What you have to do: Display each line in the data below that contains the word "fork".

Recorded data:
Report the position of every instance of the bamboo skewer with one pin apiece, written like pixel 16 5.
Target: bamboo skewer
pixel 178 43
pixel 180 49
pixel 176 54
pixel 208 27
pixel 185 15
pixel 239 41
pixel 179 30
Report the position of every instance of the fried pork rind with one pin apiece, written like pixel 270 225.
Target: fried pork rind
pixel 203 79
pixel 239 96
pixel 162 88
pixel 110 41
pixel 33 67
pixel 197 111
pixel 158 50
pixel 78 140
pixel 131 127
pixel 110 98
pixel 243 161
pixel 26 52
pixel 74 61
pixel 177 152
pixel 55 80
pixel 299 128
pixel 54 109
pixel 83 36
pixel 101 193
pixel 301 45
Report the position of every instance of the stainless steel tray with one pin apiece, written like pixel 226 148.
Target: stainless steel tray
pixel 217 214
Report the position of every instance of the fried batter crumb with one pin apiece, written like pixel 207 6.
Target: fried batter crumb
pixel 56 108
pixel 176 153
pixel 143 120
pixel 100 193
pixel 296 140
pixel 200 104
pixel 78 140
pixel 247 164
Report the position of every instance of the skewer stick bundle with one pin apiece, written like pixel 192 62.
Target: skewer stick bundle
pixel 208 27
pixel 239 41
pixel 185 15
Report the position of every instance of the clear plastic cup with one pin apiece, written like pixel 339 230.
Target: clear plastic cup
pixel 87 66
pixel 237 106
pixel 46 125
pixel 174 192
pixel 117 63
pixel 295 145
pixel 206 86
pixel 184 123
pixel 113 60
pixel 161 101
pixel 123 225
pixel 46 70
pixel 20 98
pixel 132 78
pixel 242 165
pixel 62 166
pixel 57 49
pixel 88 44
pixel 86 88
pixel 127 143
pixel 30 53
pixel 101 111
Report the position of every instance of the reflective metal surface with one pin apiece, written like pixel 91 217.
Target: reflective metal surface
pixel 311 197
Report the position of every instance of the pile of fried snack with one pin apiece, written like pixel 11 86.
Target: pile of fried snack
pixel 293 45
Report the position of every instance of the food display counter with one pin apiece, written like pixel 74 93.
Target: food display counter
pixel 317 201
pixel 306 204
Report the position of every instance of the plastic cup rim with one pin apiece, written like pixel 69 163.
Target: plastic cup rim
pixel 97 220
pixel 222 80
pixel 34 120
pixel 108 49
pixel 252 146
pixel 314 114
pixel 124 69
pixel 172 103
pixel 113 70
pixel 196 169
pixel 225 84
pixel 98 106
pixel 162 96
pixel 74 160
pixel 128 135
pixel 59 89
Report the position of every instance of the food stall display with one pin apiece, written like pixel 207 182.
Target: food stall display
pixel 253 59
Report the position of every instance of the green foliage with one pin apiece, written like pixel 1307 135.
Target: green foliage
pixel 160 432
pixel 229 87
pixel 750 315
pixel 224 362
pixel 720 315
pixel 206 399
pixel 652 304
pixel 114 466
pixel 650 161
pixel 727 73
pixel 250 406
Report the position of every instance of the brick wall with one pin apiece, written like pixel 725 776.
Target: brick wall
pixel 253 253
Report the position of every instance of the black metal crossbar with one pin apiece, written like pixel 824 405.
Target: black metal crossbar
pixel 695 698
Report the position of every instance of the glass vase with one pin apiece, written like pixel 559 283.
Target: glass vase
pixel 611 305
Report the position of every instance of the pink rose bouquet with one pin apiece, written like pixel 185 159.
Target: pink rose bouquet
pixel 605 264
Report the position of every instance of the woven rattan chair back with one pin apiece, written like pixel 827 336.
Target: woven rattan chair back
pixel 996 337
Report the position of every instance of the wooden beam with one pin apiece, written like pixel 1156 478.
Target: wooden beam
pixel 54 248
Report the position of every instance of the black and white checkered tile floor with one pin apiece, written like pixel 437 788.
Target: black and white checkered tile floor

* * *

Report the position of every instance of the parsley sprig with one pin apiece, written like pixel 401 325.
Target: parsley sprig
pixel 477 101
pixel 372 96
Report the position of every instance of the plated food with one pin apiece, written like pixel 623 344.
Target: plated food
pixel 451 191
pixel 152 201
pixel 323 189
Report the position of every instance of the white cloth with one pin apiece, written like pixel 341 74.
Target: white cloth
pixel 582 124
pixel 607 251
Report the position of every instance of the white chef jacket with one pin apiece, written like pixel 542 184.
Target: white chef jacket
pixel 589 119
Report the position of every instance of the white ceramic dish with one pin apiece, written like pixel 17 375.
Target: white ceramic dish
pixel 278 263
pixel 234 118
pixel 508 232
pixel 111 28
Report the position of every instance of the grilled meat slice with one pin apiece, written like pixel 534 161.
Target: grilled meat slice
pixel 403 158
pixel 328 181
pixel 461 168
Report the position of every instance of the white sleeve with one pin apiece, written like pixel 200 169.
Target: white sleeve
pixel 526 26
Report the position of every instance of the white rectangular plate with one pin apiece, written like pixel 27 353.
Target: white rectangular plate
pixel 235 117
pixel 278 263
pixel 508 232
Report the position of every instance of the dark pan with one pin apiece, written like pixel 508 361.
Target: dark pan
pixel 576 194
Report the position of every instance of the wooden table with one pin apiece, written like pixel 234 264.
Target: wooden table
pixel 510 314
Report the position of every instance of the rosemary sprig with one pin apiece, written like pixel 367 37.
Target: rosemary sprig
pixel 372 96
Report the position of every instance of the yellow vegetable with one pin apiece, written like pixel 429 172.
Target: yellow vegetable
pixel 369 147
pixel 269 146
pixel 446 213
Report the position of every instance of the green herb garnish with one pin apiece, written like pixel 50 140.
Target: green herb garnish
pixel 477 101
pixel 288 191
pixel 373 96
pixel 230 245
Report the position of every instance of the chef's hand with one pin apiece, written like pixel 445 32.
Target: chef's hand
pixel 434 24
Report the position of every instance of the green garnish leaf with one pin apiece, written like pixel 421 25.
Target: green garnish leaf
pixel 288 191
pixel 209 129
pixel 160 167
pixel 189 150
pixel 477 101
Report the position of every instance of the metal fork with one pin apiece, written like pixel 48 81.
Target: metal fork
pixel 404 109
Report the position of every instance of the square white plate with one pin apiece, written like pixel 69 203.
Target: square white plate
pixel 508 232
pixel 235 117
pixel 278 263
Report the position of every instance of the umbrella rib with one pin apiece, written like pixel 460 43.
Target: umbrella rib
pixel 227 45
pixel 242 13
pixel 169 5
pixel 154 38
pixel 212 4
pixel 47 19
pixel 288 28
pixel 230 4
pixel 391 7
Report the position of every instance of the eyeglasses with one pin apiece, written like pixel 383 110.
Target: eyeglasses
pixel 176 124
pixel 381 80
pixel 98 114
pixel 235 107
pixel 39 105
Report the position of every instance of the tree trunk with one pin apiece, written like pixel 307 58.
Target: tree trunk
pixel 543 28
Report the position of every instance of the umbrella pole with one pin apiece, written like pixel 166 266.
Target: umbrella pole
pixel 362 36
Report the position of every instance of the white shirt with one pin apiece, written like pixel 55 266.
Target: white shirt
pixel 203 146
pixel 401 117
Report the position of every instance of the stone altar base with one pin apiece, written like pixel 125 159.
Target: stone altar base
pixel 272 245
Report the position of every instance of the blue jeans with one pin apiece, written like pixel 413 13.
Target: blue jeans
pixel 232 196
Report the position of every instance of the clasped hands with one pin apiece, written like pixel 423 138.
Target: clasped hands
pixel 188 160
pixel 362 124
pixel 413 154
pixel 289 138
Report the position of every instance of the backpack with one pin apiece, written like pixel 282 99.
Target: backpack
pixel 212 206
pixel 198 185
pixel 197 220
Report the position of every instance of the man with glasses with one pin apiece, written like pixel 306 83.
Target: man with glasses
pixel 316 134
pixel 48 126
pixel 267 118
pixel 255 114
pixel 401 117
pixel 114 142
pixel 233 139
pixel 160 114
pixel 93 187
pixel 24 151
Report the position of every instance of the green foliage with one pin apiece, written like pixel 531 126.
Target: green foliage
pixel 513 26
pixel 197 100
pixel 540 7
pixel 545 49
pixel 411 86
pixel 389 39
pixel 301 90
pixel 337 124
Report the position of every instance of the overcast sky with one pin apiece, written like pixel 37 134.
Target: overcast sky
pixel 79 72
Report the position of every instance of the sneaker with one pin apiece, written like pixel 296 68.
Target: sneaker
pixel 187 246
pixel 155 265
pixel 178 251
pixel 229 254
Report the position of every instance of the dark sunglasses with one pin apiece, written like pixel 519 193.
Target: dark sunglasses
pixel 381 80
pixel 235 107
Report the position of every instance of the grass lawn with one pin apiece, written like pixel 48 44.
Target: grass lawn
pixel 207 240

Written answer:
Report the position of every instance of the metal fork with one pin apiece, written like pixel 48 81.
Target: metal fork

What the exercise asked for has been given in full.